YOUR GOAL:
Could you convert every one of the rows below into a Markdown table with two columns, Number and Text, giving each nonblank line its number and leaving out blank lines?

▬▬▬▬▬▬▬▬▬▬

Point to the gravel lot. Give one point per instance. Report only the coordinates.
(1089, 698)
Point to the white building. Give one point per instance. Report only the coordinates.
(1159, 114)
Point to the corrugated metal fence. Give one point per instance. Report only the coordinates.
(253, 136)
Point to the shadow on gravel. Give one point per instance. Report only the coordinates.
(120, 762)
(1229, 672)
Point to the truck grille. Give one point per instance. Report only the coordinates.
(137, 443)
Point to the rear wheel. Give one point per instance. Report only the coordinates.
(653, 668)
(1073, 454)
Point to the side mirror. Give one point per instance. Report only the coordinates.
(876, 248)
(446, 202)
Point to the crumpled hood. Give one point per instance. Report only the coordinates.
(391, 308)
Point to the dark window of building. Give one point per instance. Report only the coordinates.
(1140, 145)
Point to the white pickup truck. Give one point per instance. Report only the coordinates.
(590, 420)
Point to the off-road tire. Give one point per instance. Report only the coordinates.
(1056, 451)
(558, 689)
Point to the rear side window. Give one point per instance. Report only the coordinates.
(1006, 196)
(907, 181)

▬▬▬▬▬▬▬▬▬▬

COMPLETED TASK:
| Number | Text |
|---|---|
| 1 | Point to the gravel lot. Give one point per instance. Report only the coordinates. |
| 2 | (1089, 698) |
| 3 | Point to the white building. Give one point per instance. Report only the coordinates. |
| 4 | (1159, 114) |
| 5 | Point to the corrugated metal fence. Give one point per instance. Report only the coordinates. |
| 6 | (253, 136) |
| 7 | Point to the shadow on gravel. Give one point per instance. Report only the coordinates. |
| 8 | (120, 762) |
| 9 | (1229, 672) |
| 10 | Point to the truck grille. Give one point per instance. Report only the coordinates. |
| 11 | (137, 443) |
| 12 | Point to the rear wheel. Give one point per instance. Report only the coordinates. |
| 13 | (653, 668) |
| 14 | (1073, 454) |
| 15 | Point to the side mirror. Give one point per instance. Report only the coordinates. |
| 16 | (876, 248) |
| 17 | (446, 202) |
| 18 | Point to the crumpled hood. Give one point per instance. Report only the coordinates. |
| 19 | (391, 308) |
| 20 | Point to the dark window of building. Give one point per instance. Report only the coordinates. |
| 21 | (1140, 145) |
| 22 | Point to the white pickup truck. Give one point per instance. Report only the coordinates. |
| 23 | (590, 420) |
| 24 | Point to the off-road tire. Give one point per instance. Report only the coordinates. |
| 25 | (1056, 451) |
| 26 | (558, 689) |
| 27 | Point to the rear side window. Give one point per instance. Report only the coordinates. |
| 28 | (1006, 196) |
| 29 | (907, 181) |